▶ _Obiettivo A_
Riassumi in due frasi il brano su gioia e felicità.

▶ _Testo di lettura_
+++
Quanto detto è stato anche confermato da Antonella delle Fave, una docente di Psicologia generale presso l’Università di Milano, che afferma come l’elemento più importante che distingue la gioia dalla felicità stia nella durata, poiché la gioia è transitoria, un’emozione del momento, mentre la felicità è duratura, uno stato che si coltiva dentro grazie alla conoscenza di se stessi. (Guido, C., Verni G, 2007).
La gioia risulta essere dunque più effimera.
“Il concetto di felicità, inoltre, sembra rimandare ad un altro termine, quello della consapevolezza, poiché per poter essere felici bisogna essere consapevoli e imparare ad apprezzare l’incertezza, smetterla di cercare di pensare positivo ad ogni costo e familiarizzarci con il fallimento e con le emozioni negative che esso comporta” (Shapiro, 2006)
+++
▶ _Obiettivo B_
Disponi in una lista JSON di stringhe le righe del listing dalla riga con "In this exercise you will locate the rocky" fino alla riga con "[(1005, 280)]", quest'ultima compresa. Usa una stringa per ogni riga e tralascia le righe vuote.

▶ _Dati dell'esercizio_
+++
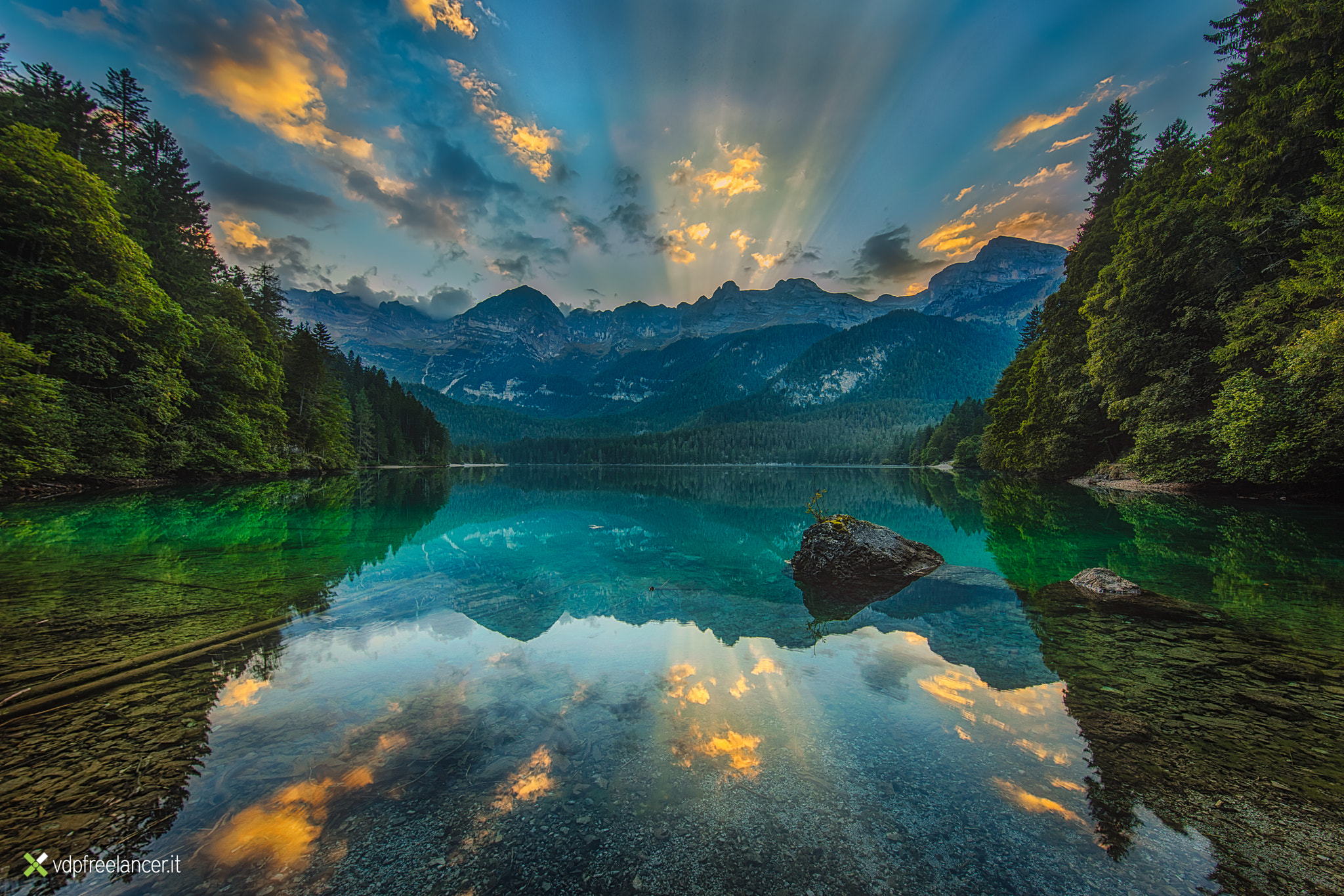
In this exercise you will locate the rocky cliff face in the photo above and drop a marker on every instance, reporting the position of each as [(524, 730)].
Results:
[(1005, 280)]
+++
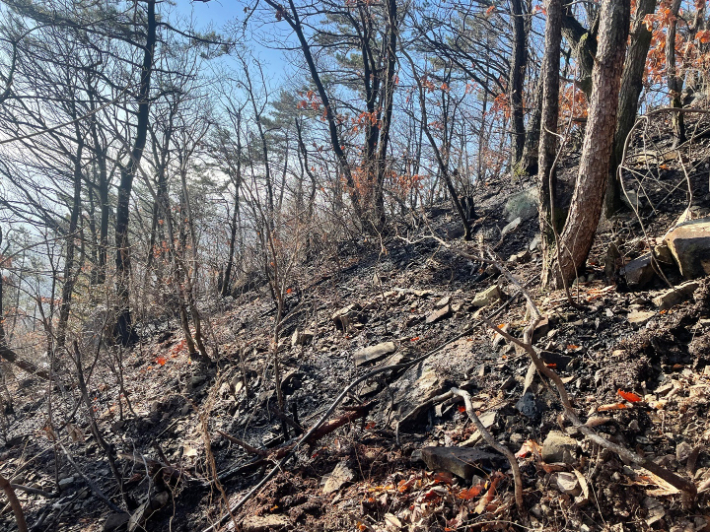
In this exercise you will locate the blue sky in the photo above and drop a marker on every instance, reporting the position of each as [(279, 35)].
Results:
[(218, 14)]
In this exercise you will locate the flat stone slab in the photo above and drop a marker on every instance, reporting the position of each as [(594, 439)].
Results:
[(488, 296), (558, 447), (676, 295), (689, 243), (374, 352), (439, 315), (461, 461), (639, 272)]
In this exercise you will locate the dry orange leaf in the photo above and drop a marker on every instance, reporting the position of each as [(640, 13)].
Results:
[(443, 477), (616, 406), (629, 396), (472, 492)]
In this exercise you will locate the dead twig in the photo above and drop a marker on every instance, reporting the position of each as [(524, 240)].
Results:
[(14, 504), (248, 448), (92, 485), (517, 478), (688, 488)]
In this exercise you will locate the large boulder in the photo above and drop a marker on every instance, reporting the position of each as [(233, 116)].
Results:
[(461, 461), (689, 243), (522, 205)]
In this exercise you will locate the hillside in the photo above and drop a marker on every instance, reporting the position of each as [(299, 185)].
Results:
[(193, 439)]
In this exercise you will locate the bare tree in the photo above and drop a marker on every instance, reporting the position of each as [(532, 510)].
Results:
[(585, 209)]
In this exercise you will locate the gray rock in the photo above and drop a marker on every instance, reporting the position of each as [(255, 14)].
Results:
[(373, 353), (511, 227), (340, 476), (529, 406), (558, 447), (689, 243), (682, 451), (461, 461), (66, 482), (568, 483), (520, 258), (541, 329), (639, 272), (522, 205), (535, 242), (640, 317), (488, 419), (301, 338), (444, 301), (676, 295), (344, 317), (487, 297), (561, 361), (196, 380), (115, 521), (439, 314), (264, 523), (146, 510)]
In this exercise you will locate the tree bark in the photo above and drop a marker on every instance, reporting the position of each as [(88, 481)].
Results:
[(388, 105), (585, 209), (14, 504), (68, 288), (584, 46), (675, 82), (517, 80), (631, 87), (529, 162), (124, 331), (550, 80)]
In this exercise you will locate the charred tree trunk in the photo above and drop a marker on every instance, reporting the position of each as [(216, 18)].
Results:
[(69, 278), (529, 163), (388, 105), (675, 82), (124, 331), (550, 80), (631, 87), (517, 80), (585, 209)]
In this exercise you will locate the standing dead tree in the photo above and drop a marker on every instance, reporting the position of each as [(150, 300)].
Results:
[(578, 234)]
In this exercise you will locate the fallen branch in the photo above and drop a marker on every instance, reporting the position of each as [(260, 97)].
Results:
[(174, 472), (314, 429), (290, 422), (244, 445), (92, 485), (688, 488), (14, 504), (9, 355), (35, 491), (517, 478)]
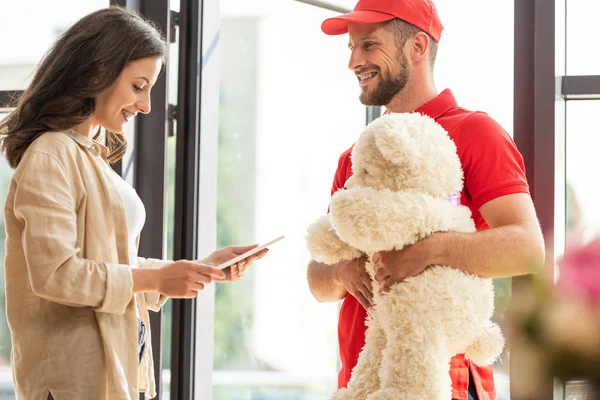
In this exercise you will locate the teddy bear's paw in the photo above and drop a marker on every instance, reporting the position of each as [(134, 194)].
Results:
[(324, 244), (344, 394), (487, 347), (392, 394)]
+++
▶ _Risultato atteso A_
Secondo Antonella delle Fave, docente di Psicologia generale all'Università di Milano, gioia e felicità si distinguono soprattutto per la durata: la gioia è un'emozione transitoria del momento, mentre la felicità è uno stato duraturo che si coltiva grazie alla conoscenza di se stessi. La felicità sembra inoltre rimandare alla consapevolezza, che richiede di imparare ad apprezzare l'incertezza, smettere di voler pensare positivo a ogni costo e familiarizzare con il fallimento e con le emozioni negative che esso comporta.

▶ _Risultato atteso B_
[
  "In this exercise you will locate the rocky cliff face in the photo above and drop a marker on every instance, reporting the position of each as [(524, 730)].",
  "Results:",
  "[(1005, 280)]"
]